# [Document extract]
********
Hello there. I'm coming at ya live from the beautiful city of Austin! WOOO!

I'm here for the wedding of my lovely Austin friend Sarah. I'm always glad when I have an excuse to come down here, but the wedding was especially lovely.

I left my mom's house this morning at 9 and got to the wedding at 1:40, approximately 20 minutes before it started. If I hadn't gone really, REALLY fast in order to make up for lost time (I left a little late, I had to go the bank to get a new credit card because I lost mine AGAIN, then I got lost in Denton after I got off the highway because of traffic), I just might have missed the whole damn thing. So, thank you policemen everywhere for not being on my stretch of highway. I will continue to break the law as long as I think I won't get caught.

ANYWAY. The wedding was absolutely beautiful. Sarah was gorgeous, the music was pretty, nothing was cheesy about it at all. It was really small, with half of the guests being family of Sarah and Dave. The church overlooked the Colorado River, and it was sunny and beautiful, not hot or cold. Outside these Eagle-looking birds were soaring, giving their blessing to the bride and groom. Only, I found out later... they weren't eagles, they were vultures. Well, same thing.
********
# [Entries supplied]
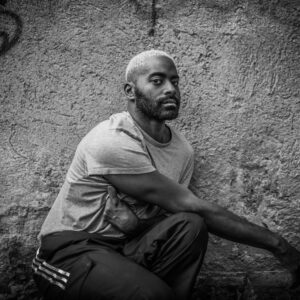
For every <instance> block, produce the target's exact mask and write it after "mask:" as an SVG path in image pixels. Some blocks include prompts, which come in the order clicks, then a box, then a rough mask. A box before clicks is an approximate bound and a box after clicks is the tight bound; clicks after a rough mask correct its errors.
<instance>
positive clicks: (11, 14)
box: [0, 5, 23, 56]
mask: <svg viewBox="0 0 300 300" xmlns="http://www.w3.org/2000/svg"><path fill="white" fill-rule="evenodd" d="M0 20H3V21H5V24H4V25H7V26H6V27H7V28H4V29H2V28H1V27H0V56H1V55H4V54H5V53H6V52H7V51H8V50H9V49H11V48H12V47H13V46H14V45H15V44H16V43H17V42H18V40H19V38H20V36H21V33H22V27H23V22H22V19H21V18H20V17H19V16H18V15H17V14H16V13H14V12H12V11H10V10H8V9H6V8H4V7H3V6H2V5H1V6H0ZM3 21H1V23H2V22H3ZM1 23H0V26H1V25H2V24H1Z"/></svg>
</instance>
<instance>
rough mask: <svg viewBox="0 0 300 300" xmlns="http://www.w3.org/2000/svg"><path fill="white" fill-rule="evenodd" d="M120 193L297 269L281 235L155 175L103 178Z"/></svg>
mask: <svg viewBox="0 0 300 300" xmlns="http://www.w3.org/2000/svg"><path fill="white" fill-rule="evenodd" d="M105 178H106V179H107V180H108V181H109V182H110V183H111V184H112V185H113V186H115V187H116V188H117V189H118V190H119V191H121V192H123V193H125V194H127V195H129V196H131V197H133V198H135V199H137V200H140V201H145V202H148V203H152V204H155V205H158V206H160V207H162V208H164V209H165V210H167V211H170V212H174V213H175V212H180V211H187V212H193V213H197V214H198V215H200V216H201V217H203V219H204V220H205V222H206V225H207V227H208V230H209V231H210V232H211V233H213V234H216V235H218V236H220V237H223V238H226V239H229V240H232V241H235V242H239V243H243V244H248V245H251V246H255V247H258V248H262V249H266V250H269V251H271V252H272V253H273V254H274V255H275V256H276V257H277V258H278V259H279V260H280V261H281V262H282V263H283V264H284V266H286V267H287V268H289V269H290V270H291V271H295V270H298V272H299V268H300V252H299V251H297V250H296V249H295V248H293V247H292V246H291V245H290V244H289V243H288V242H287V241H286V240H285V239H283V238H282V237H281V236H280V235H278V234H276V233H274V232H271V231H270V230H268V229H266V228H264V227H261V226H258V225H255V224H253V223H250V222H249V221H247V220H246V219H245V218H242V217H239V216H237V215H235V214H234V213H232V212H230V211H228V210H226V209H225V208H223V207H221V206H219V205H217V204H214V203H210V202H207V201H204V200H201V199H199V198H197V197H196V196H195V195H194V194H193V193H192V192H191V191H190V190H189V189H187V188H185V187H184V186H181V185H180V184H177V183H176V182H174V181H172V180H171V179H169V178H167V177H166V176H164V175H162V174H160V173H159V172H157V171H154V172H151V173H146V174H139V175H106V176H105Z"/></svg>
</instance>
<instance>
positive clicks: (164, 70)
********
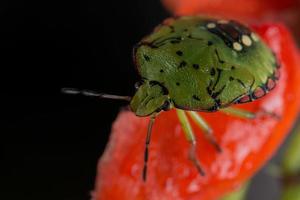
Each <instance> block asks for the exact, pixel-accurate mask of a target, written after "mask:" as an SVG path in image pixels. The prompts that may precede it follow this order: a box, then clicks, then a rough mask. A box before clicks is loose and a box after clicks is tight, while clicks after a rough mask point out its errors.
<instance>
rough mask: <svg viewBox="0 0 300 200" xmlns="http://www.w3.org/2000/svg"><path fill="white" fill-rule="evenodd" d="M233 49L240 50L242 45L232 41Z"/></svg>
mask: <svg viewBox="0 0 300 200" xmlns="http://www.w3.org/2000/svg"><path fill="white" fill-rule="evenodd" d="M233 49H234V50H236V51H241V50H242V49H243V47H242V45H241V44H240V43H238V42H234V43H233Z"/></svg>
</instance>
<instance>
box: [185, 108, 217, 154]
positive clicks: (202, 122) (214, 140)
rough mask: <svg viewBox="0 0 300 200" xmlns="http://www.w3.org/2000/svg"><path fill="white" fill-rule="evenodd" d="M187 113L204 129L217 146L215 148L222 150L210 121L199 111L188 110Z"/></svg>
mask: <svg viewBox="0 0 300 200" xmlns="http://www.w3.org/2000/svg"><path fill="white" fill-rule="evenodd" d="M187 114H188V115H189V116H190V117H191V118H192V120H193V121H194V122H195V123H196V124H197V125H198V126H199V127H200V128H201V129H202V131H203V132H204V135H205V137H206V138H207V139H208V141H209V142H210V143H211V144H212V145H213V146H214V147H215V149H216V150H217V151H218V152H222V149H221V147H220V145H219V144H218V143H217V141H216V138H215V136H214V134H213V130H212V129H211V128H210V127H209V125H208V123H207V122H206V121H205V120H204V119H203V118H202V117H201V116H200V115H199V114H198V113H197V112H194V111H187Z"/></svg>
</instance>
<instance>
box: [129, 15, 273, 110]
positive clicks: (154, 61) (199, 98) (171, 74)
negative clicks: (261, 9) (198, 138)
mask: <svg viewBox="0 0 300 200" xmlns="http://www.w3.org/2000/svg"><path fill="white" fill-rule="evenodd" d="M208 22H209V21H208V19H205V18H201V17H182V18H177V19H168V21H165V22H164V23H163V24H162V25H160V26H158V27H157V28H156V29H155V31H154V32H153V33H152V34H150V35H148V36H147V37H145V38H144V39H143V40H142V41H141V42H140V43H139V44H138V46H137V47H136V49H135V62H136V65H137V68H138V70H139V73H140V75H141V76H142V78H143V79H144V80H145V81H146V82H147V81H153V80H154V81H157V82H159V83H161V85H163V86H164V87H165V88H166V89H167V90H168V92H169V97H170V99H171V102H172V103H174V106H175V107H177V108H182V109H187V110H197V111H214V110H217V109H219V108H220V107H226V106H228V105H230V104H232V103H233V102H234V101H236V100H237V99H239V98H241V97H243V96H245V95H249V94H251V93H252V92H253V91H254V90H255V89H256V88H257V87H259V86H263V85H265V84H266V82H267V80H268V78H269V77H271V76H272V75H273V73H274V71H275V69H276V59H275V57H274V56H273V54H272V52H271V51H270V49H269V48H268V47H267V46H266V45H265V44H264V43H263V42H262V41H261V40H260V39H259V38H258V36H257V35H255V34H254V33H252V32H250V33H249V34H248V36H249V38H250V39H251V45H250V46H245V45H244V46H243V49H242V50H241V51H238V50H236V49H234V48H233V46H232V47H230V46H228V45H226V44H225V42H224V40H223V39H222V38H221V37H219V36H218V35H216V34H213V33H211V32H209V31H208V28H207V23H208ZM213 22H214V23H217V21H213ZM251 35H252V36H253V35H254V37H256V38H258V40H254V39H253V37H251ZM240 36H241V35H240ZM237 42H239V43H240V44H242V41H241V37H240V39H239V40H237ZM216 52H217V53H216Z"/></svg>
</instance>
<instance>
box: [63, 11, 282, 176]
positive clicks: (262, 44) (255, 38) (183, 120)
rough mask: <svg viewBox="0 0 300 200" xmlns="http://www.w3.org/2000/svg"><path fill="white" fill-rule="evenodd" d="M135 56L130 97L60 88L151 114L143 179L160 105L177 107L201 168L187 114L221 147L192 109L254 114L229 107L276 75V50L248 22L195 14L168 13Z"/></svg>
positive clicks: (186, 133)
********
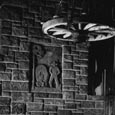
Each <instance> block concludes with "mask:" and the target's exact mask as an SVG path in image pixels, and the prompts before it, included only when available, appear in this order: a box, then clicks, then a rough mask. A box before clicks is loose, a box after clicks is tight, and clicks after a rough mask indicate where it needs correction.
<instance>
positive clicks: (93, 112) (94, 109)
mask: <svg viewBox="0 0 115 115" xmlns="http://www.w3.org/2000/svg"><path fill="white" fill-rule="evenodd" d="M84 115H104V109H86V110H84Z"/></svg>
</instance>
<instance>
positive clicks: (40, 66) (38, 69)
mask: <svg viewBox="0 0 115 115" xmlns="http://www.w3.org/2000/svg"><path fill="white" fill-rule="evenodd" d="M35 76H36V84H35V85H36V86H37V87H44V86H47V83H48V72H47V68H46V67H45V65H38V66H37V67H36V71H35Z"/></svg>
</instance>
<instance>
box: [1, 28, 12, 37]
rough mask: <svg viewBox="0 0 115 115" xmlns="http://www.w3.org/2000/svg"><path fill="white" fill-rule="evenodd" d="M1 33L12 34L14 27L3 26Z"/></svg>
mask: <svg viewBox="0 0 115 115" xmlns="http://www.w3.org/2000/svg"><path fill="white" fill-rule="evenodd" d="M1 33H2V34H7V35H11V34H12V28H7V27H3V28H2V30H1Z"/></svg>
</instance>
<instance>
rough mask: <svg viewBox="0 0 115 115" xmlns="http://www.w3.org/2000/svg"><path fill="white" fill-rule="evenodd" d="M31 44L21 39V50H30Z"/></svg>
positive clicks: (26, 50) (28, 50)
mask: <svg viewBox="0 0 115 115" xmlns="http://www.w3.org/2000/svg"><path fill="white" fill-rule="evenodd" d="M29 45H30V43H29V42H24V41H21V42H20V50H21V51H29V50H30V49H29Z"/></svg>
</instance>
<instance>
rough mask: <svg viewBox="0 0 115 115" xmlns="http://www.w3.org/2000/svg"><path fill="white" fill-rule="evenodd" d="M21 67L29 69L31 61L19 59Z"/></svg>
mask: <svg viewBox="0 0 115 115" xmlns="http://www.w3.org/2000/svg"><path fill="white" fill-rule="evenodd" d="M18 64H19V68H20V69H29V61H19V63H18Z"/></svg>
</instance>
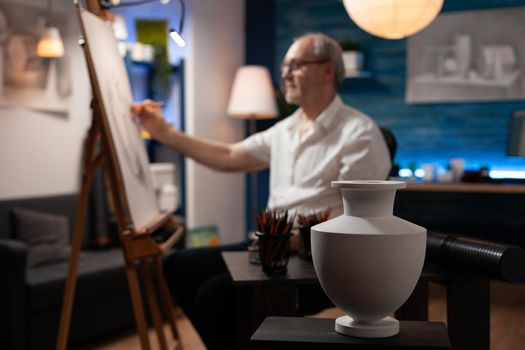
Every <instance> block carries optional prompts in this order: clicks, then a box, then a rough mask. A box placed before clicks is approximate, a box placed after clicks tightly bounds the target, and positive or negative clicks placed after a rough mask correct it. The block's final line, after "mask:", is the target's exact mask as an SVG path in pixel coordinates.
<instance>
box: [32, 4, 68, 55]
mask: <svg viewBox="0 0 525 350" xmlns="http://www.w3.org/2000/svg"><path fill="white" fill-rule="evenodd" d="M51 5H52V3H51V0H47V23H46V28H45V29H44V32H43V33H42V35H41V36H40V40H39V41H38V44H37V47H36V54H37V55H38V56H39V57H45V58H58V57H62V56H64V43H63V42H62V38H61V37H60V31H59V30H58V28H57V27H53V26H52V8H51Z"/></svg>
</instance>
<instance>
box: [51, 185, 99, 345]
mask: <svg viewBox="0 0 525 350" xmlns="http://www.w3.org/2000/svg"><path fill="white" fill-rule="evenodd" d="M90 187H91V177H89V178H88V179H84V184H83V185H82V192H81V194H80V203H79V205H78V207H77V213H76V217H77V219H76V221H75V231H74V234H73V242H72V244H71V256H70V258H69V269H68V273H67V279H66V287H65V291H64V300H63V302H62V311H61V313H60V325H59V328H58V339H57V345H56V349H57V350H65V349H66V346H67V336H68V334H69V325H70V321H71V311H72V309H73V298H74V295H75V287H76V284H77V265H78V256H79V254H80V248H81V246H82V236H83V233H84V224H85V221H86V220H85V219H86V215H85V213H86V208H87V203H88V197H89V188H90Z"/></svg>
********
# [Exercise goal]
Continue the blog post about the Austin wedding, picking up after its last sentence.

# [Answer space]
The reception was pretty boring, and I had developed a massive headache that was really quite distracting. But, I had My Girls with me, so everything was okay. It's been about a year and a half since I left Austin, but those girls still mean the world to me.

Something I've noticed about them... since they've managed to keep the small group going for 2 and a half years now, I kinda think of all of them as a group entity and not so much as individuals. It's just easier that way, because I can come to Austin and hang out with the whole group when they're all together. You know? Anyway.

I was so very happy for Sarah. I'm apparently now one of those females that cries throughout the whole wedding. I couldn't help it! They seemed so happy. You could tell Dave was choked up during the vows. And it was a Catholic wedding, so they Communion, and while that was going on, Sarah and Dave talked quietly to themselves, holding hands, smiling and laughing and just looking totally and completely in love. It was really beautiful, and we should all be that lucky.

I told myself that I was going to try as hard as I could to not think about Matt this weekend, but hey.. it's a wedding. Sarah has been with this boy for so very long and she was starting to think he wasn't ever going to ask. But he did, and she paid her dues, and now they are together forever (or until the divorce comes through). Matt never asked me. I think that's part of the reason why I was crying like a baby.. I thought I had something like that, but it turns out.. maybe I did once, but that appears to be long in the past.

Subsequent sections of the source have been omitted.